* BEGIN STORED DATA *
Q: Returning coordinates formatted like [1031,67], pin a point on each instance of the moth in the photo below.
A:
* END STORED DATA *
* BEGIN STORED DATA *
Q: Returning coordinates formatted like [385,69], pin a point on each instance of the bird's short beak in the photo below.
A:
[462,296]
* END STORED DATA *
REQUEST: Return each line of the rows above that contains the word "like", copying the lines in full and in their original order.

OUTPUT OF THE EXERCISE:
Q: Returning coordinates formatted like [1031,67], pin a point on each instance of the moth in the photo below.
Q: Returning coordinates formatted like [385,69], pin a point on each instance of the bird's short beak in the photo below.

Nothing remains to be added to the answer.